Problem: If the records below hold pictures, omit them, and print exactly the lines from the first line through the line containing "Target: standing person", inclusive.

[Natural-language object grounding data]
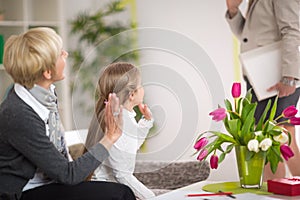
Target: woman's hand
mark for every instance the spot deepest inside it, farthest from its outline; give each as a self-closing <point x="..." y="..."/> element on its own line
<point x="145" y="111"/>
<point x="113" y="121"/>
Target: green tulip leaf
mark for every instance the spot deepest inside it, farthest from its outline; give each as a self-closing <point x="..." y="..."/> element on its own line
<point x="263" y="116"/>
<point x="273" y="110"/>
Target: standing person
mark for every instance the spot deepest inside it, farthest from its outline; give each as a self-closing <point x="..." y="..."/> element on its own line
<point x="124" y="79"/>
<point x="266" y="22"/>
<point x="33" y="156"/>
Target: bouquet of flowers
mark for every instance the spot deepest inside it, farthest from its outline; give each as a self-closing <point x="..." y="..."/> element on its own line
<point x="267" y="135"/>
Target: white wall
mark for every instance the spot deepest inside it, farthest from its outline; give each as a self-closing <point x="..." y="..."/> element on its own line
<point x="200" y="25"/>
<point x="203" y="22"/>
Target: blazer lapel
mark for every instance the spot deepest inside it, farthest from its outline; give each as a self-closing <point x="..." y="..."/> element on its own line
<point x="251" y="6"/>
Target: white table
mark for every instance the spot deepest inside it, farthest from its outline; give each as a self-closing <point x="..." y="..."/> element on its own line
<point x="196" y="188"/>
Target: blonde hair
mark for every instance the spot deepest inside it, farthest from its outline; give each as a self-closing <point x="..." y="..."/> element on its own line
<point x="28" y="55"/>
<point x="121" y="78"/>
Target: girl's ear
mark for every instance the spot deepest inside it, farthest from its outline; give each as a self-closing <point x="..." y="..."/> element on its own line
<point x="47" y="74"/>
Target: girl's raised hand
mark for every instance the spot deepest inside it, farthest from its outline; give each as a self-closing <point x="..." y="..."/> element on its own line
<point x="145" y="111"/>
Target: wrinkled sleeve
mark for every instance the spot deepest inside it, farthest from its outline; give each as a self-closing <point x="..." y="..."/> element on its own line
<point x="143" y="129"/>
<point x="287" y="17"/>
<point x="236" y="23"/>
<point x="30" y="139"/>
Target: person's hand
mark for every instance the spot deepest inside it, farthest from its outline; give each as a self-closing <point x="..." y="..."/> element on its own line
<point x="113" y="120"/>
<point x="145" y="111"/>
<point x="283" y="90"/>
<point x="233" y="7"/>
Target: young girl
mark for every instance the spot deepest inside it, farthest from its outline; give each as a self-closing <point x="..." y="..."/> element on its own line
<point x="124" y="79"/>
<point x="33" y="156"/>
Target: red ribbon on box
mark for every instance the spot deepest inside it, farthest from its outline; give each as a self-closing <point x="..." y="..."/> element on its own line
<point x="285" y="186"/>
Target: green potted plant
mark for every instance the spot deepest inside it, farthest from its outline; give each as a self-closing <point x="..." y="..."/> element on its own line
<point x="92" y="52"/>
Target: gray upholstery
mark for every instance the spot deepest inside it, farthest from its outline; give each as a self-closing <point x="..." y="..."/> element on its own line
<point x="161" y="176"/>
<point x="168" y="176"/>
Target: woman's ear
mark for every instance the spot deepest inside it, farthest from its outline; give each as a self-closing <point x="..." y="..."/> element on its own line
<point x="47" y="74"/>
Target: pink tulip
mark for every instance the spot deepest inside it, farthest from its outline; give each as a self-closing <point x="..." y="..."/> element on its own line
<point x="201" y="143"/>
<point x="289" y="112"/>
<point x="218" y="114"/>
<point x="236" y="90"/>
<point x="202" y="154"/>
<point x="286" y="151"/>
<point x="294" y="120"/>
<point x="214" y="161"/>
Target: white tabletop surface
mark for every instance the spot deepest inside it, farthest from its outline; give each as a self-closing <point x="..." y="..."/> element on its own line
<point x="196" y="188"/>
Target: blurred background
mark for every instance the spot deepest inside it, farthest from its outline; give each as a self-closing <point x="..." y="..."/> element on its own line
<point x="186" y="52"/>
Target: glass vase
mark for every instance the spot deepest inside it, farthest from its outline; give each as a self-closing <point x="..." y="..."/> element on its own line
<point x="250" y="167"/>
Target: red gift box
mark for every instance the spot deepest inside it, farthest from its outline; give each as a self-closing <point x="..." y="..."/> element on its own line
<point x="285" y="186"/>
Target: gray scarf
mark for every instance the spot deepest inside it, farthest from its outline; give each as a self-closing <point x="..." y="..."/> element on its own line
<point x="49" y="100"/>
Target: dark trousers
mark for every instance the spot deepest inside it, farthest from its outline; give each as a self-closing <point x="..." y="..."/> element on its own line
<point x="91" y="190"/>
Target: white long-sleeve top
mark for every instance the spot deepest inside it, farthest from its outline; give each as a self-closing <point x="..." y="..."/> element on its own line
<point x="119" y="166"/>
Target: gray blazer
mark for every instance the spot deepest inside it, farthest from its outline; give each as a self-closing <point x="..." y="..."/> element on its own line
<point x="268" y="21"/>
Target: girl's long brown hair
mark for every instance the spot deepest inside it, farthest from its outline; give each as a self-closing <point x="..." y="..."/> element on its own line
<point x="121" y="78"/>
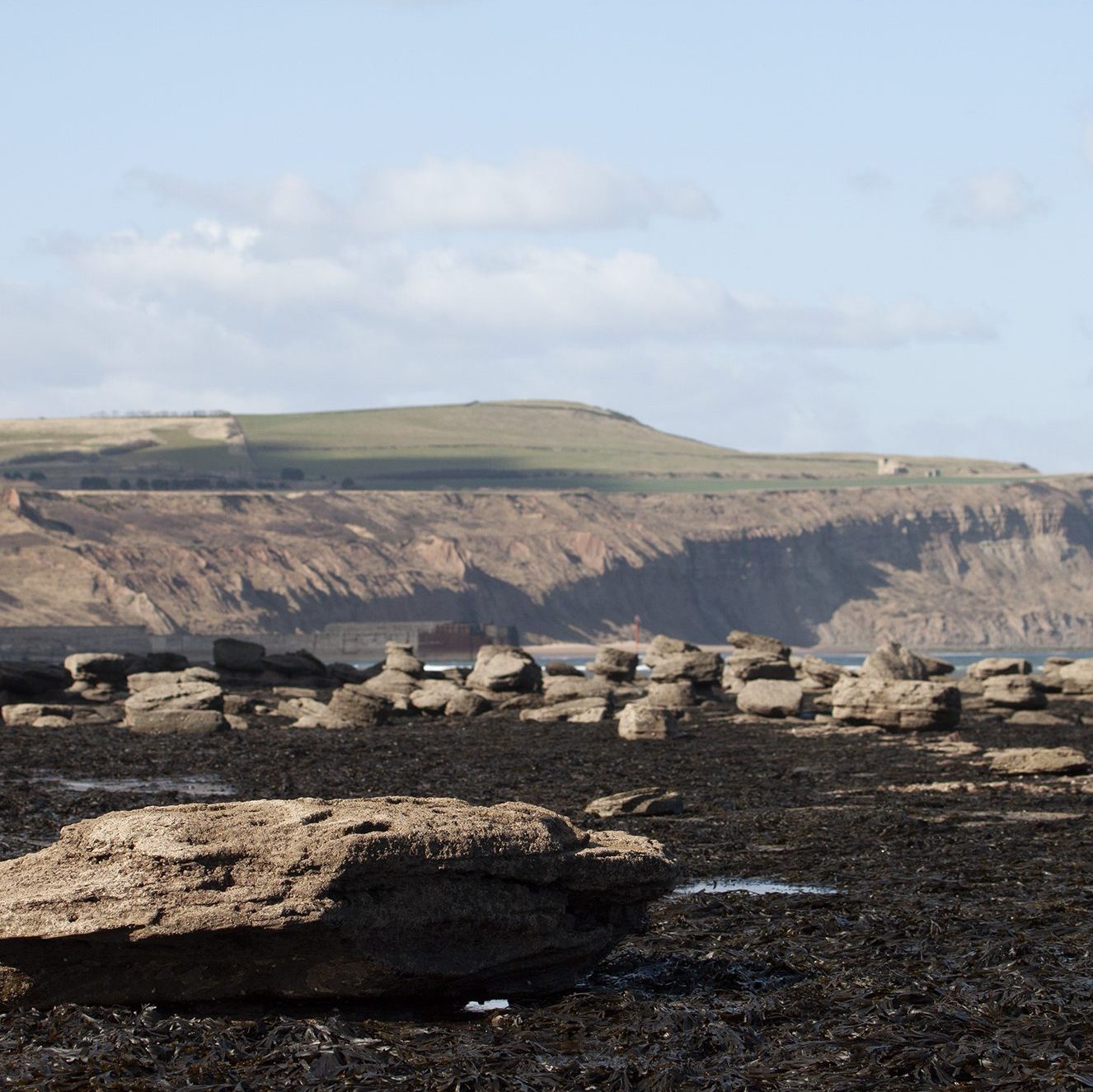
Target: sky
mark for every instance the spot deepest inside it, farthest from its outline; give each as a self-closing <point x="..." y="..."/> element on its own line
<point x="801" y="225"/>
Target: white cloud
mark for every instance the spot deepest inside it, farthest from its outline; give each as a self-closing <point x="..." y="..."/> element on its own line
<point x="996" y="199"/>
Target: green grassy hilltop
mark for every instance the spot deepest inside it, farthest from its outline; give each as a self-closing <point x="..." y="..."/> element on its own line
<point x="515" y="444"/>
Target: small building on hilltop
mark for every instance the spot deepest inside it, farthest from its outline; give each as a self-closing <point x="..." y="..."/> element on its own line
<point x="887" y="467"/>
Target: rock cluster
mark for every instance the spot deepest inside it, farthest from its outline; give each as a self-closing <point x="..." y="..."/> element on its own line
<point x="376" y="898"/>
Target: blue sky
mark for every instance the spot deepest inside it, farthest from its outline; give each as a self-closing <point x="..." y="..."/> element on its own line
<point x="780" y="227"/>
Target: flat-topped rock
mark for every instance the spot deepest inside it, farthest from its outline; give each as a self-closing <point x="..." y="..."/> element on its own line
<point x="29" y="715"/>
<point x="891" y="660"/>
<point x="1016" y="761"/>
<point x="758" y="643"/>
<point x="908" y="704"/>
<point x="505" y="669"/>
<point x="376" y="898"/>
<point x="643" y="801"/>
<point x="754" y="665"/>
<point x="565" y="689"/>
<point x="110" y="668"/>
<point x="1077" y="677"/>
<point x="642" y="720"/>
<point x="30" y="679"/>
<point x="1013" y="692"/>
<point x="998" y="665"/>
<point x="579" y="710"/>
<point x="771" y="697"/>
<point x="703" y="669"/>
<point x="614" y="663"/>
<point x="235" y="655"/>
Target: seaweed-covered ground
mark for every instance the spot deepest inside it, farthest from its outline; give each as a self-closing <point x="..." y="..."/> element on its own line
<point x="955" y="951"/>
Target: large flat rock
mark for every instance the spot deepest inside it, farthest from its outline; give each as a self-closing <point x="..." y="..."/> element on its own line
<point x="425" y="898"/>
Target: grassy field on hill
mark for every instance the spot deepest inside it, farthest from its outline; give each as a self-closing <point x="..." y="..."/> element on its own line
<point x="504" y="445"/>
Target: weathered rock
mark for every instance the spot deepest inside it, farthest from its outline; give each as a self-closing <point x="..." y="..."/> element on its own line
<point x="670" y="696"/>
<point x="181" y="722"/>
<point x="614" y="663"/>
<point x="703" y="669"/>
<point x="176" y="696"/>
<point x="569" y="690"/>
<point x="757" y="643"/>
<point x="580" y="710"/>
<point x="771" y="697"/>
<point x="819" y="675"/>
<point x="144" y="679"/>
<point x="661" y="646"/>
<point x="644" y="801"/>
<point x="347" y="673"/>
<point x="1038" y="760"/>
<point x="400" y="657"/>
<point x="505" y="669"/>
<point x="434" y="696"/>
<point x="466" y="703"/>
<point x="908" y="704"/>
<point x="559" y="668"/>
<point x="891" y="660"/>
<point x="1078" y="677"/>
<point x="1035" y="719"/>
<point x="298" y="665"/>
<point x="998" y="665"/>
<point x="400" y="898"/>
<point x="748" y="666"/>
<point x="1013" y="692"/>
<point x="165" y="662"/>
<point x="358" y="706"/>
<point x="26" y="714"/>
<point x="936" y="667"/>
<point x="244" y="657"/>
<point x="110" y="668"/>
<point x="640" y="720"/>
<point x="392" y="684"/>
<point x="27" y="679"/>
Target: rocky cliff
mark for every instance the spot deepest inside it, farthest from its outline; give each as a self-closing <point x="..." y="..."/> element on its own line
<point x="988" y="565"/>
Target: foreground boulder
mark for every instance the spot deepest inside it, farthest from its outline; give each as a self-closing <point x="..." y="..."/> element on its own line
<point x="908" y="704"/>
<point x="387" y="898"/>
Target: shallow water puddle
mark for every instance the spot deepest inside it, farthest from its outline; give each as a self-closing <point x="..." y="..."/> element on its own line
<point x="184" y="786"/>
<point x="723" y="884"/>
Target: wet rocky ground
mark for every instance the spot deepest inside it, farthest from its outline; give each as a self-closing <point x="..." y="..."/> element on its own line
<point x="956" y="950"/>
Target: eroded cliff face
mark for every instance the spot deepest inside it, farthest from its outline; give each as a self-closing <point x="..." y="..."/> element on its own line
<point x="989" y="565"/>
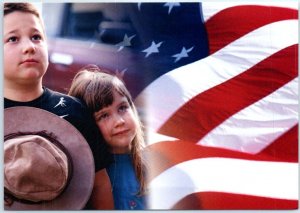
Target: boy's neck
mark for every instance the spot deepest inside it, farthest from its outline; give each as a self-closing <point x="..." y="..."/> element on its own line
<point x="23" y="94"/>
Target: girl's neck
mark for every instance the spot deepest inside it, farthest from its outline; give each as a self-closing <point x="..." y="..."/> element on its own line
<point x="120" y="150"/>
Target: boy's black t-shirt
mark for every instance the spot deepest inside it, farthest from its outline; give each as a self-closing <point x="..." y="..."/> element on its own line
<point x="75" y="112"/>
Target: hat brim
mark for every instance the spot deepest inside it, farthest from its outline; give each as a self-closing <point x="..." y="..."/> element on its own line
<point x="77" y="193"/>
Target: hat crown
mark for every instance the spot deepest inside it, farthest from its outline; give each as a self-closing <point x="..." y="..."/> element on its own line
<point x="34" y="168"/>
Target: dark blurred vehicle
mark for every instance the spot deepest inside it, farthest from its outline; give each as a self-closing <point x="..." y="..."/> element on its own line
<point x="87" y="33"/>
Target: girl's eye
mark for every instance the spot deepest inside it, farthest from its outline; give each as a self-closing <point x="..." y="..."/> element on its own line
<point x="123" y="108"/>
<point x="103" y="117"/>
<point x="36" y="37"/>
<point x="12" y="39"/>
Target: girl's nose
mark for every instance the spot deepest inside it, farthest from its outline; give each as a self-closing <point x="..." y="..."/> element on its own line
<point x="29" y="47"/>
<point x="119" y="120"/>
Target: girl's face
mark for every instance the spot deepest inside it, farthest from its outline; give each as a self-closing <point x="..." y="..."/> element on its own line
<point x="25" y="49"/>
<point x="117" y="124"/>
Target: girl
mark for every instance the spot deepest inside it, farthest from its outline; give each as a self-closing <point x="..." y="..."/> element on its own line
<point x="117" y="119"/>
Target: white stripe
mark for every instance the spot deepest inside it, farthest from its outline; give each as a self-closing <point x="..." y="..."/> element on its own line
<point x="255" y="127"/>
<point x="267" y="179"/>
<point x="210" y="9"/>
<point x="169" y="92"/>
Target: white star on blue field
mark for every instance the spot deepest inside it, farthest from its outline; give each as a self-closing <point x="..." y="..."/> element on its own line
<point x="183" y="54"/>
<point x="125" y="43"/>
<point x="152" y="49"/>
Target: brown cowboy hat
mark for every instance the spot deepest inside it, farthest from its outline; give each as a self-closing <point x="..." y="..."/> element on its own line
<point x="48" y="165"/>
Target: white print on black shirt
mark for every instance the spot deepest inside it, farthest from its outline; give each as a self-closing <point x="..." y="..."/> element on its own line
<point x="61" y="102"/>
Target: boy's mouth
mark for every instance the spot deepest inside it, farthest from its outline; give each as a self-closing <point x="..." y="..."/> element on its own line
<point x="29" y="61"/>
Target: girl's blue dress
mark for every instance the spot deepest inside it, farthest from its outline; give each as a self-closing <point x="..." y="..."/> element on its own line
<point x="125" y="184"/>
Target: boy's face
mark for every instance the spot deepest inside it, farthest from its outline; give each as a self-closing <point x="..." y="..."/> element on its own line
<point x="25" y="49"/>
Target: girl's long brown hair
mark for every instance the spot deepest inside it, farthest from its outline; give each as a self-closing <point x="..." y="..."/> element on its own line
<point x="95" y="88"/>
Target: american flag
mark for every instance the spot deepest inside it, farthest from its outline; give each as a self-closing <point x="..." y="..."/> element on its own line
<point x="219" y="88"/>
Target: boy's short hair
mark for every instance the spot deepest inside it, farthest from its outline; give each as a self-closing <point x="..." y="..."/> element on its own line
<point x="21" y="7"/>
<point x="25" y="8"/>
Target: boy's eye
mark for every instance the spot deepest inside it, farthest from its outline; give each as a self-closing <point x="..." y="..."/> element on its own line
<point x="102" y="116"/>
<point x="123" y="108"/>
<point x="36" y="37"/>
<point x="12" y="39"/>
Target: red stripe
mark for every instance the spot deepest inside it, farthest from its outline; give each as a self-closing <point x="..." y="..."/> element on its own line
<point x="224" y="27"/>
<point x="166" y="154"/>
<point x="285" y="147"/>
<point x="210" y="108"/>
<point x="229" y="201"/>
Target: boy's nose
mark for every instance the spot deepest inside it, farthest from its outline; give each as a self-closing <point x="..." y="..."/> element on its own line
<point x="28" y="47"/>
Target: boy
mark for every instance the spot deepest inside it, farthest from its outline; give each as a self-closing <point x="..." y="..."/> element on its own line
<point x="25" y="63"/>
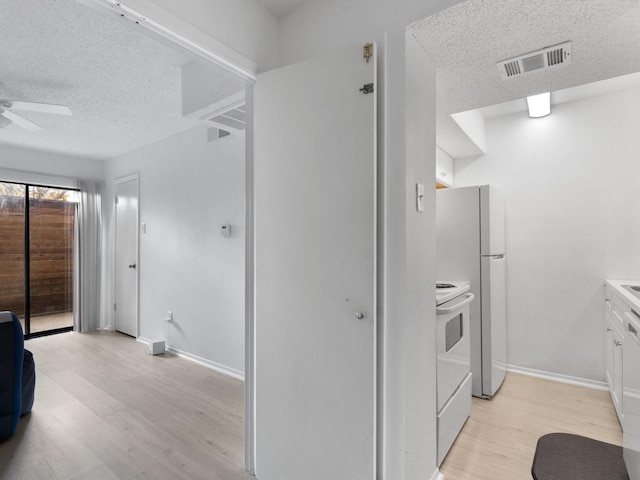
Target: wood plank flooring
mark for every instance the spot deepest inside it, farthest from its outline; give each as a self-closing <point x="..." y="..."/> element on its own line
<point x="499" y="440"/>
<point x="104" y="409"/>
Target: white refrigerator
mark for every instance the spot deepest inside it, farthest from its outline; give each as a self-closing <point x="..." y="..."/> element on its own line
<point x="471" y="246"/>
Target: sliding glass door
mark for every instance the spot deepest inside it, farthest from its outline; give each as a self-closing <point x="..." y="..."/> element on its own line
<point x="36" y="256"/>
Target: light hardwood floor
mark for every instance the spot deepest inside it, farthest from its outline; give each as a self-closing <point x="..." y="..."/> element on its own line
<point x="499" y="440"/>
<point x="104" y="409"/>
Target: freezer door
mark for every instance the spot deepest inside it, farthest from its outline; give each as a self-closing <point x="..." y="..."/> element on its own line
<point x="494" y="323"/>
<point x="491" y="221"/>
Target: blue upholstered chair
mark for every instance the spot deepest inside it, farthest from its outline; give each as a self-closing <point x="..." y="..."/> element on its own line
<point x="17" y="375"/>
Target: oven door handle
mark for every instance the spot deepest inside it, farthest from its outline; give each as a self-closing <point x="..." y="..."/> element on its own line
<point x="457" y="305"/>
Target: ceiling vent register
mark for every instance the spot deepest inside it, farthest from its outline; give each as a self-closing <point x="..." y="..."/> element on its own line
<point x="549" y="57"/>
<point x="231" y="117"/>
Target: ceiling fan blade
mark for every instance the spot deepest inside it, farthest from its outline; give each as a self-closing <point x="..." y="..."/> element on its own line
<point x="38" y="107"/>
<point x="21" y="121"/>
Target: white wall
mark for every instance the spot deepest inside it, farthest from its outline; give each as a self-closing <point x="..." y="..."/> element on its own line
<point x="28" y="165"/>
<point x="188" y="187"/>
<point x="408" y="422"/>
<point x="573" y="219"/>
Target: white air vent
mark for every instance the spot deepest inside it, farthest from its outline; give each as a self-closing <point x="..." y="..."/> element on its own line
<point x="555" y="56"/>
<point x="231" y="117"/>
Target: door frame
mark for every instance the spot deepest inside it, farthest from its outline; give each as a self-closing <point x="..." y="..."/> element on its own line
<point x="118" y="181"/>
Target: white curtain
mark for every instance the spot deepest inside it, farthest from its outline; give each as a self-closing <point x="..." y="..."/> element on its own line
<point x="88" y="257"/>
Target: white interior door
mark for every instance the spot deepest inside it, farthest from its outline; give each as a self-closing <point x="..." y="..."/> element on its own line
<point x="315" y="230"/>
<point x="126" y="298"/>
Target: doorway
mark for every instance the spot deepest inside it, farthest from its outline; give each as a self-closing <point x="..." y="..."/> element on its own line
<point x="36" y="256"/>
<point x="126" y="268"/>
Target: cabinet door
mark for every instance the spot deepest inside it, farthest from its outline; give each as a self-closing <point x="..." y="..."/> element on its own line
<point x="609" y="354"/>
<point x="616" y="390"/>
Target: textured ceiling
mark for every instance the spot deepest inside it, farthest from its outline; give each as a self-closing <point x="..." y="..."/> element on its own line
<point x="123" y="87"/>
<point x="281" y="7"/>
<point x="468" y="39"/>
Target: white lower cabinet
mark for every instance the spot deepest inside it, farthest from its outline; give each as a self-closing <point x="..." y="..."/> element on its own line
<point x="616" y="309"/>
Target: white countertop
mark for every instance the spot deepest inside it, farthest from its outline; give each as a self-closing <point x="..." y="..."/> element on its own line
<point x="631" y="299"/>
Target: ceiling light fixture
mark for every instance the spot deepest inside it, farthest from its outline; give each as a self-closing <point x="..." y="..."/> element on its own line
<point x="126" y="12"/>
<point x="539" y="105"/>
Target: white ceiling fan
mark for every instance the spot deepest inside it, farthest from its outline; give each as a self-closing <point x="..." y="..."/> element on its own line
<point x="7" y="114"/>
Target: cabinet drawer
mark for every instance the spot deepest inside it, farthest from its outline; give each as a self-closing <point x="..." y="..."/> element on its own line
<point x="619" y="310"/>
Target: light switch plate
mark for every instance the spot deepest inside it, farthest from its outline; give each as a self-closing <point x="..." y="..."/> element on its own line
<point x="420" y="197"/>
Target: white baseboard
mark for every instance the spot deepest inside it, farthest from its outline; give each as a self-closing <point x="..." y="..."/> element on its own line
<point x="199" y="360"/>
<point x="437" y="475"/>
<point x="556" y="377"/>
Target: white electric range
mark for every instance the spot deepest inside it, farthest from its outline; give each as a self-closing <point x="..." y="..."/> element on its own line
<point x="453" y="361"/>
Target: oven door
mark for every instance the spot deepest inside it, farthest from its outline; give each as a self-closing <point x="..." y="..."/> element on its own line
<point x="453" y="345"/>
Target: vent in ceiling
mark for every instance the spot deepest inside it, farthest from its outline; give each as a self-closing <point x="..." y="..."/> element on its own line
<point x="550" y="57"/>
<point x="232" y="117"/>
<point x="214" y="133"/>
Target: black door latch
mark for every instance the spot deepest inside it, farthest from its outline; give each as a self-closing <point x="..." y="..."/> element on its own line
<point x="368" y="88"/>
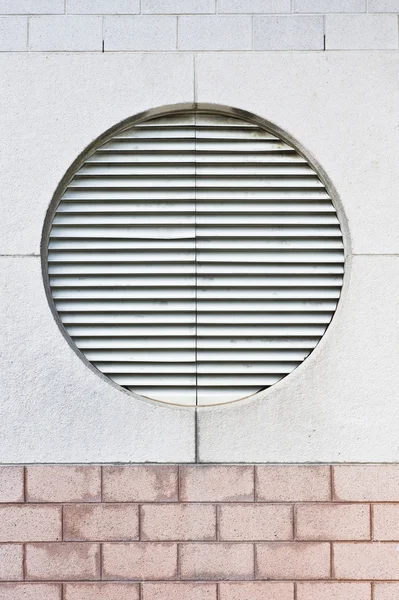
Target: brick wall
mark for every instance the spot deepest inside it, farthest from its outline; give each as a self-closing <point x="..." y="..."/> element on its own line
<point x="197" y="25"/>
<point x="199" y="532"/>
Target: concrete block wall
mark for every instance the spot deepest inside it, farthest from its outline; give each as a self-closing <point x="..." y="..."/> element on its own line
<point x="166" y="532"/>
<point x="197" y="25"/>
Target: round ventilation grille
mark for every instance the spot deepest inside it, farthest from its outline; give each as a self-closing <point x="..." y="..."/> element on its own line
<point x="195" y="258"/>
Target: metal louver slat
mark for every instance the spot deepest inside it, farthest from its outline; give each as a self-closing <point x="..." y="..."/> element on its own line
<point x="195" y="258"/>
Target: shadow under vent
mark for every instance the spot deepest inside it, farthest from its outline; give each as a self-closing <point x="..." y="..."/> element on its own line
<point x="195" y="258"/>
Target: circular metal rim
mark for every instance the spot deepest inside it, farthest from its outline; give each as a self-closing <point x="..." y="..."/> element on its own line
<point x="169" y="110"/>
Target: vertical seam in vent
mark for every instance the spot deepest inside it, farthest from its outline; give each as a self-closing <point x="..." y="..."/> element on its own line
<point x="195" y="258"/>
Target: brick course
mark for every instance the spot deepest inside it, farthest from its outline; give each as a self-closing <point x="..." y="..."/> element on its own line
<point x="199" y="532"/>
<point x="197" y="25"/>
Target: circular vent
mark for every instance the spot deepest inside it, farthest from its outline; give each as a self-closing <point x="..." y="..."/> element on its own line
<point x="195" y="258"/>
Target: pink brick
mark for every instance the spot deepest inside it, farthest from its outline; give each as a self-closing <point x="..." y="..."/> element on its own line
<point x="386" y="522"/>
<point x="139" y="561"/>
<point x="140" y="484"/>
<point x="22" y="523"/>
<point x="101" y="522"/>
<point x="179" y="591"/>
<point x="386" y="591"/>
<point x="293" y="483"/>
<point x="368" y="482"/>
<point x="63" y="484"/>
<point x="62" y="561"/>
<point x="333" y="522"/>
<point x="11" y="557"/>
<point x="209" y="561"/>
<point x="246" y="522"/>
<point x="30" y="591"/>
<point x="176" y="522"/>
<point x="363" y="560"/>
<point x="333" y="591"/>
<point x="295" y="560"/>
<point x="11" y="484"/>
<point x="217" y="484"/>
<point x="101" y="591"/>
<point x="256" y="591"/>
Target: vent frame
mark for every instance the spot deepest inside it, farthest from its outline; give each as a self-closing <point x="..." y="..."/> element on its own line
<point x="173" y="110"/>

Completed task:
Target: woman's hand
mark for every instance the spot deepest inside it, farthest from its outline; give each as a self-closing <point x="..." y="..."/> element on its own line
<point x="145" y="111"/>
<point x="113" y="121"/>
Target: green tulip leaf
mark for every instance the spot deepest inside it, farthest from its outline; give each as a self-closing <point x="..." y="..."/> element on its own line
<point x="263" y="116"/>
<point x="273" y="110"/>
Target: standing person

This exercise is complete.